### EXTRAIT FOURNI
*****

Midi Bascule

S3E25 Chronique de José - Apocalactyque

Qu’on la boive ou qu’on s’y baigne, l’eau a dernièrement beaucoup fait l’actualité. Il ne sera bientôt plus possible de dire qu’il n’y a pas le feu au lac. Tour d’horizon avec la chronique de José Lillo.

Salut à toi agrégat de molécules et de protons de carbone, d’eau et d’azote. Alors oui, je sais, il y a façon plus guillerette de commencer une chronique que de ramener tout le monde à un tableau chimique périodique, à sa matérialité première, mais c’est que des fois, j'ai l’impression qu’il n'y a plus que ça qui nous relie, nous là, avec toutes nos différenciations clivantes. Et puis bon, si ça refroidit l’ambiance, prenez ça comme ma contribution à la lutte contre le réchauffement climatique, c’est toujours ça de pris sur la grande inaction mondialisée.

*****

### DONNÉES ENREGISTRÉES
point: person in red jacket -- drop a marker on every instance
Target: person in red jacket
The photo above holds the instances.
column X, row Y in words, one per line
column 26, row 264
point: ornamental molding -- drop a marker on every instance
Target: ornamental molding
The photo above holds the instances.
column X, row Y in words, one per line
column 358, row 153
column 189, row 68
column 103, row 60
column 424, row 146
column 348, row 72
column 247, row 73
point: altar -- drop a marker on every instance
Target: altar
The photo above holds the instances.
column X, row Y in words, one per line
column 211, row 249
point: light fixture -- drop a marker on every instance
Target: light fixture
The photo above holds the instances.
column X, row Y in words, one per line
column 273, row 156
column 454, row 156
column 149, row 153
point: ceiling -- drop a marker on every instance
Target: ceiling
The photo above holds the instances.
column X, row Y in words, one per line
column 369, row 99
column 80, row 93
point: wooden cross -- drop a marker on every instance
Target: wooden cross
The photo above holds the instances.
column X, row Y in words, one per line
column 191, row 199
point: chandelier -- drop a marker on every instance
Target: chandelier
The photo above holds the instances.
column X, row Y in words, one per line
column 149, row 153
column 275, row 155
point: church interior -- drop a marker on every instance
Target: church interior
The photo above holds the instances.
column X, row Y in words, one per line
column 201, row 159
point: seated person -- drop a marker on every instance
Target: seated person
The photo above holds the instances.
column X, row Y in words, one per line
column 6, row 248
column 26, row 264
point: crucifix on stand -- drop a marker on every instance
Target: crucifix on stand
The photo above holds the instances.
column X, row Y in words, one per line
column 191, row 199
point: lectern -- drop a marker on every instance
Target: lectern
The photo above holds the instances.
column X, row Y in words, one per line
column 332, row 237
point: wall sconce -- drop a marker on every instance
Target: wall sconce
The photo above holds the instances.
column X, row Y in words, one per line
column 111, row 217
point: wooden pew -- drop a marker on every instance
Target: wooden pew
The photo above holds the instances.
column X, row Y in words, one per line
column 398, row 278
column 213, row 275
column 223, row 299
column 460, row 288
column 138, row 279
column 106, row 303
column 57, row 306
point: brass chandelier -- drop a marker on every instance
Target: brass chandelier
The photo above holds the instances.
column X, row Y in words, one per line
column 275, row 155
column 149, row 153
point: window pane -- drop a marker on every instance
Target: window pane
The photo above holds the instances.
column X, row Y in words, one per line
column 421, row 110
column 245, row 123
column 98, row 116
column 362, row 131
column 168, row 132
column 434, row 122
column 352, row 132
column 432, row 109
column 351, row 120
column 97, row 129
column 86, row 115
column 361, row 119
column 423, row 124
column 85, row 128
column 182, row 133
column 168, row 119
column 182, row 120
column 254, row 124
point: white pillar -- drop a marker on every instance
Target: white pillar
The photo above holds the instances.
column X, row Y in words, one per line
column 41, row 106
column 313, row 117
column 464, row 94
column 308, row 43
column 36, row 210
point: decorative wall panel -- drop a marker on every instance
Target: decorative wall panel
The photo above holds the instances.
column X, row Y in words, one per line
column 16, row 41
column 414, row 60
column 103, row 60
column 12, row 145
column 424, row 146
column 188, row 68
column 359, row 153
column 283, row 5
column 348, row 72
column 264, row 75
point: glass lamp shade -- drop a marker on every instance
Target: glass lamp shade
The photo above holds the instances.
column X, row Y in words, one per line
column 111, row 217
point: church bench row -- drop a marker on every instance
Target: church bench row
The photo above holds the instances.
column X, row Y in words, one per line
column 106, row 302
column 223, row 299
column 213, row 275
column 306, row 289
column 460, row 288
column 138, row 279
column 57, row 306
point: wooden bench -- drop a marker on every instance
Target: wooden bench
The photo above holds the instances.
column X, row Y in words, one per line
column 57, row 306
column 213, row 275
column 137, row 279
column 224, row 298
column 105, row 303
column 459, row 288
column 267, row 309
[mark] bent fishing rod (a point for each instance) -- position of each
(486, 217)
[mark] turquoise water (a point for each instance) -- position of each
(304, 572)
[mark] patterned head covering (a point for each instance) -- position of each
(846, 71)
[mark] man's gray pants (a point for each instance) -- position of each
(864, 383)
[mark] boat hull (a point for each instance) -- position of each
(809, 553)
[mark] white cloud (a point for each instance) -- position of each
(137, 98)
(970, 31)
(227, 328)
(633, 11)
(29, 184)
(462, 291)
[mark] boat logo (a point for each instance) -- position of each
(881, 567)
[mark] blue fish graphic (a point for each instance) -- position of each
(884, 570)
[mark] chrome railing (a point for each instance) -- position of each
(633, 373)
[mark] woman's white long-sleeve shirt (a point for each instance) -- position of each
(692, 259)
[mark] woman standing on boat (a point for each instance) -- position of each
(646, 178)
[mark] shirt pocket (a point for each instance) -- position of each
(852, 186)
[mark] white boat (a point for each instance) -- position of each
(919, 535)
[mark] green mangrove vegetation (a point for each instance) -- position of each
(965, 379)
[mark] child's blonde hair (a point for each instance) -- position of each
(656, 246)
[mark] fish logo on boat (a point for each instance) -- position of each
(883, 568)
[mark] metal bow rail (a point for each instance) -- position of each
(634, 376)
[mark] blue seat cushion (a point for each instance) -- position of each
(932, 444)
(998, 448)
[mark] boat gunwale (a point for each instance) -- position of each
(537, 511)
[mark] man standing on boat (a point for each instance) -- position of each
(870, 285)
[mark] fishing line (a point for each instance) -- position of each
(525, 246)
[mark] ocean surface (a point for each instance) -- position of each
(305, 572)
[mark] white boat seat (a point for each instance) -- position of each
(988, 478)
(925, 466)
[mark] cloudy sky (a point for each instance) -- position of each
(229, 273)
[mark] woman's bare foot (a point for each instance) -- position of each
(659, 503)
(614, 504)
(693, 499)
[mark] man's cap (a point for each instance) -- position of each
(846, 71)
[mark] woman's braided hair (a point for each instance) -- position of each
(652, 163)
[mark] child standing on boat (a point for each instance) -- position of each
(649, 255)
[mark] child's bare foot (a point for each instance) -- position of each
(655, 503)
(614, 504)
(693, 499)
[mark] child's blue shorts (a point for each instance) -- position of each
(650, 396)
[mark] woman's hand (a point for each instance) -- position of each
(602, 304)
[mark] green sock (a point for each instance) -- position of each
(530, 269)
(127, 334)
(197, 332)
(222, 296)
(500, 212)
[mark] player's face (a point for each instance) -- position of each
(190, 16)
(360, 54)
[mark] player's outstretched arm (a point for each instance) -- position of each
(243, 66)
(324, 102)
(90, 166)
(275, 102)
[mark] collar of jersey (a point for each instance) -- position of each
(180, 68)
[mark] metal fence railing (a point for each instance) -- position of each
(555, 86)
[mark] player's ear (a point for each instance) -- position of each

*****

### CONSIGNES À SUIVRE
1 - Répondez à ces questions d'après la chronique sur l'eau :
(a) Qui signe la chronique présentée dans l'introduction ?
(b) Selon l'introduction, quel sujet a dernièrement beaucoup fait l'actualité ?
(c) Comment le chroniqueur invite-t-il à prendre le fait de refroidir l'ambiance ?
2 - Poursuivez la chronique sur l'eau à partir de sa dernière phrase.

### RÉPONSES
1 -
(a) José Lillo.
(b) L'eau, qu'on la boive ou qu'on s'y baigne.
(c) Comme sa contribution à la lutte contre le réchauffement climatique.

2 -
Bon, j’ai appris, en préparant cette chronique, qu’il y a même du lithium dans le corps humain. Oh pas beaucoup, mais quand même, même très peu, c’est flippant. Je ne sais pas quelle quantité d’humains il faut pour faire une batterie électrique mais faudrait pas que le lithium vienne à manquer dans les mines, si tu vois ce que je veux dire. La clientèle Tesla est pas très regardante sur la provenance des matériaux de son joujou de deux tonnes. C’est pas parce qu’on serait contraint de prélever du lithium à même les gens que ça freinerait le marché. Quand t’as vu le marché ne pas foncer sur une opportunité? Même s’il faut pour ça marcher sur des cadavres. Quand je pense à tout ce lithium de perdu chaque fois qu’une embarcation de migrants fait naufrage et coule avec la cargaison. Dommage en plus, maintenant qu’on le sait, que ça rajoute du microplastique dans les océans avec tout ce que ça ingère de nanoparticules plastiques un corps humain globalisé, même de provenance subsaharienne.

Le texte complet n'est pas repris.